**REQUEST**
Pictures stay out of the copy; restate everything else in the material exactly.

***

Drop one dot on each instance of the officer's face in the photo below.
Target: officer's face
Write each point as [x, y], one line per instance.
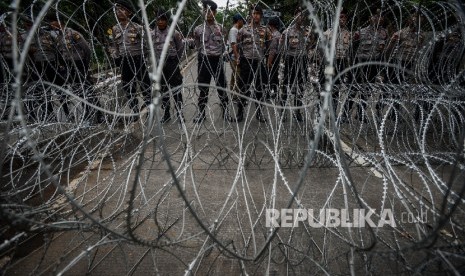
[377, 20]
[209, 14]
[240, 23]
[257, 17]
[55, 25]
[343, 19]
[162, 23]
[122, 13]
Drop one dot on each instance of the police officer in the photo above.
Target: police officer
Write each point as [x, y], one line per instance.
[74, 56]
[128, 48]
[342, 58]
[6, 65]
[251, 40]
[209, 41]
[43, 54]
[172, 79]
[238, 23]
[273, 56]
[295, 49]
[371, 42]
[405, 44]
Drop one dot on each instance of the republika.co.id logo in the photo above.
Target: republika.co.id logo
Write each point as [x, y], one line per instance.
[356, 218]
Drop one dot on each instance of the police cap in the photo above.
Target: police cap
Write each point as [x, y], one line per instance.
[258, 9]
[274, 21]
[162, 14]
[209, 4]
[127, 5]
[238, 17]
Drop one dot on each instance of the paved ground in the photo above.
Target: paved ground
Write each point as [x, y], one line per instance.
[227, 175]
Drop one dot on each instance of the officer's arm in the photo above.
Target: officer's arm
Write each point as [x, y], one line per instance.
[84, 45]
[112, 47]
[179, 44]
[236, 46]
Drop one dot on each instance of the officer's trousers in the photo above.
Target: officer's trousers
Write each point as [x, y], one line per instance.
[75, 73]
[252, 72]
[39, 99]
[211, 67]
[171, 84]
[295, 77]
[133, 72]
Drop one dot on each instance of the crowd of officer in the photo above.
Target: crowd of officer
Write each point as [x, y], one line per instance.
[266, 64]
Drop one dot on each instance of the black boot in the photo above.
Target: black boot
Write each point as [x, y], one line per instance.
[240, 112]
[200, 117]
[259, 115]
[298, 116]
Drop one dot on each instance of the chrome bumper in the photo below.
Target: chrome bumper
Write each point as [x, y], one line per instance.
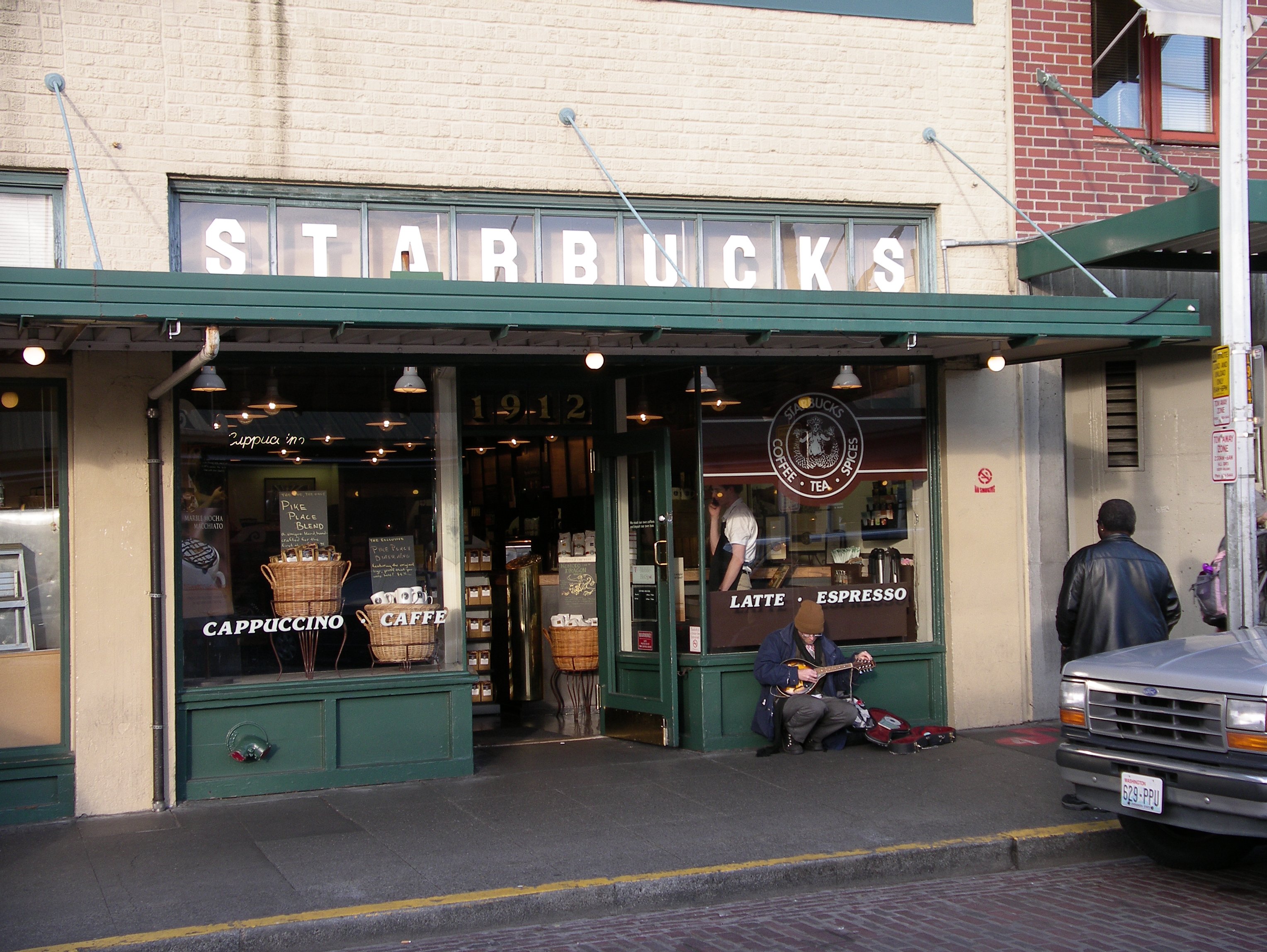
[1195, 787]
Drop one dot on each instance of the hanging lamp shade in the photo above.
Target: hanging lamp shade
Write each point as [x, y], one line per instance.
[706, 384]
[643, 413]
[208, 381]
[273, 401]
[410, 382]
[847, 379]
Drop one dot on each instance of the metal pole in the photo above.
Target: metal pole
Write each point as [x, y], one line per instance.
[56, 84]
[1235, 313]
[569, 118]
[932, 136]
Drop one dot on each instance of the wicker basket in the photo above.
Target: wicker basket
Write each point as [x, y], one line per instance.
[574, 648]
[304, 589]
[397, 644]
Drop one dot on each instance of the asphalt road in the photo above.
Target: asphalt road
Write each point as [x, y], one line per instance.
[1112, 907]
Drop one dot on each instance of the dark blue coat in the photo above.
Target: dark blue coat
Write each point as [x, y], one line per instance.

***

**RESULT OF THE EXERCISE**
Drop one dot on each instance of the officer's face in the photo below.
Target: officer's face
Write each point as [x, y], one line per instance.
[377, 20]
[209, 14]
[240, 23]
[257, 17]
[55, 25]
[343, 19]
[162, 23]
[122, 13]
Drop one dot on each instance of the police officer in the photo above.
Target: police officer
Write each point as [x, y], one line per instance.
[74, 56]
[128, 48]
[342, 58]
[6, 65]
[251, 40]
[209, 41]
[43, 54]
[172, 79]
[238, 23]
[273, 56]
[295, 49]
[371, 42]
[405, 44]
Drop one dot on each instance of the republika.co.id logo in the photo above.
Target: republika.co.id logo
Write each point as [x, y], one line per instance.
[356, 218]
Drop one dot on each instance of the police cap in the photo above.
Target: police cap
Write each point as [x, y], one line per instance.
[258, 9]
[274, 21]
[162, 14]
[209, 4]
[127, 5]
[238, 17]
Drop one dot on each instance of the paved ground in the photo above.
Target: paved ground
Write each point as [x, y], one line per instance.
[227, 175]
Drop one dot on each instance of the officer's arm in the photo above.
Target: officer's arm
Write each point as [x, y], one line per instance.
[84, 45]
[112, 47]
[179, 44]
[236, 46]
Drop one dot on each instance of the officer's trousers in the photo above.
Target: officer's trousers
Write each point as [x, y], one line per instance.
[75, 73]
[252, 72]
[39, 99]
[211, 67]
[171, 84]
[295, 77]
[133, 72]
Drop one dot on each instance of the crowd of officer in the photo above.
Target: crowd of officer
Write each point as [x, y], one line per instance.
[266, 64]
Drop one dot on each instance of the black boot in the photo above.
Target: black boot
Write each point as [x, y], one line per instance.
[240, 112]
[200, 117]
[259, 115]
[298, 116]
Drop one dot on each instance of the chrome bumper in the photo below.
Target: chrome bumper
Write each point as [x, y], one line per instance.
[1195, 787]
Drop one dot on each instance of the hanging lamp shade in the photo above.
Target: hanging lamp shade
Write each point as [x, y], one line per instance.
[706, 384]
[643, 413]
[208, 381]
[273, 401]
[410, 382]
[847, 379]
Drop one dot on each instance of the metal pole in the photo above.
Target: metal pole
Write each point as [x, y], one line per instance.
[56, 84]
[1235, 313]
[569, 118]
[932, 136]
Drop one dot on each instance of the wicker basket in the photo above.
Target: wicker basket
Write each point as [x, y], one line per instance.
[574, 648]
[304, 589]
[397, 644]
Drop one dot on each instance of the asphalt road in the photo above.
Target: asphalt road
Write each point as [x, y], one line per instance.
[1112, 907]
Drop one dot on each instance of the dark blue coat in the photo above.
Target: dark blue coat
Write each point as [x, y], one line per instance.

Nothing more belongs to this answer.